*** Information provided ***

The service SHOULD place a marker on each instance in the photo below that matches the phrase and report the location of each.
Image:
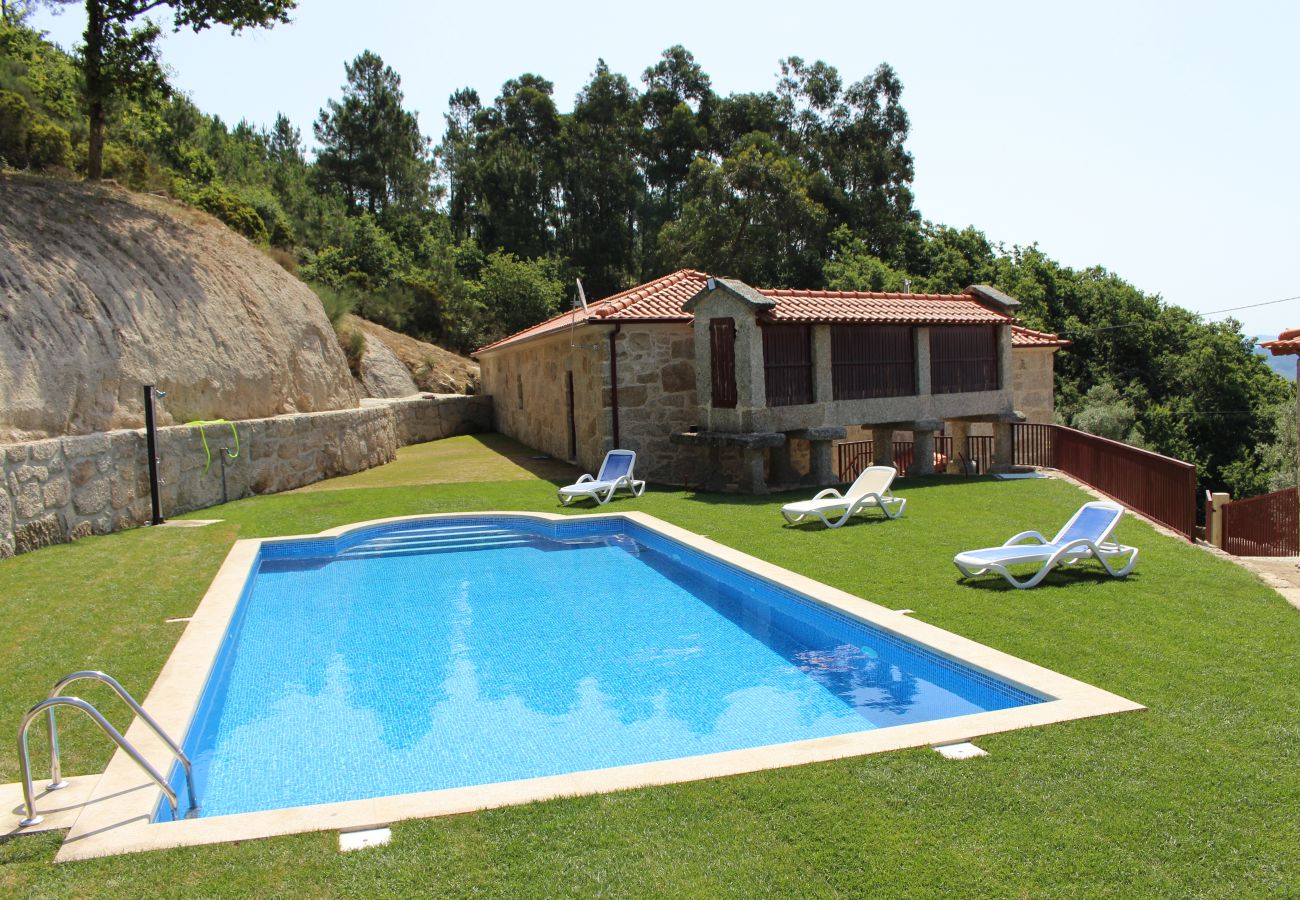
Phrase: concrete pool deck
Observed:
(117, 818)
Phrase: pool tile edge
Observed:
(117, 821)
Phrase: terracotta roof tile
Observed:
(844, 306)
(655, 301)
(1027, 337)
(661, 301)
(1286, 345)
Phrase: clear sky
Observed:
(1156, 138)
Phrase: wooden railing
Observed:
(1032, 445)
(1157, 487)
(1266, 526)
(1148, 483)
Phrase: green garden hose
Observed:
(207, 453)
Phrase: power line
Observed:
(1196, 315)
(1251, 306)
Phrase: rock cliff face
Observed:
(103, 290)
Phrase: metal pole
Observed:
(152, 449)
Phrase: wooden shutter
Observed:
(722, 360)
(788, 364)
(872, 360)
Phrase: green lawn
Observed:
(1197, 796)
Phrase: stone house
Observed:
(713, 381)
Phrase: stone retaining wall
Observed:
(64, 488)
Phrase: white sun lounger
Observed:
(615, 475)
(870, 490)
(1083, 537)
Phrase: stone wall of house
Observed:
(529, 390)
(64, 488)
(657, 394)
(1034, 380)
(657, 397)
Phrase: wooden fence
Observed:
(1157, 487)
(1266, 526)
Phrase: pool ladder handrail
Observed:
(56, 782)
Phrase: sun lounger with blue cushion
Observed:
(615, 475)
(1086, 536)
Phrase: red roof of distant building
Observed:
(1027, 337)
(849, 306)
(661, 301)
(1286, 345)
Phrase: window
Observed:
(872, 360)
(963, 358)
(722, 358)
(788, 364)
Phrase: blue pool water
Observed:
(450, 653)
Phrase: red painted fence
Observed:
(1157, 487)
(1266, 526)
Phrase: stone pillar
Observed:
(922, 362)
(1214, 520)
(882, 446)
(957, 458)
(922, 451)
(1004, 448)
(1005, 359)
(783, 470)
(823, 385)
(822, 463)
(713, 477)
(753, 479)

***

Revise the rows from the start through the line containing "(1156, 138)", replacing "terracotta roof tile" with "clay roof tile" and leaving everything else unchanged. Omit the pictures from the answer.

> _Finished answer_:
The service SHOULD place a marker on each instance in the photo below that matches the phrase and report the location of each.
Image:
Phrase: concrete pool deck
Observed:
(117, 818)
Phrase: pool tile edge
Observed:
(117, 821)
Phrase: clay roof tile
Observed:
(844, 306)
(655, 301)
(1027, 337)
(661, 301)
(1286, 345)
Phrase: clear sky
Observed:
(1156, 138)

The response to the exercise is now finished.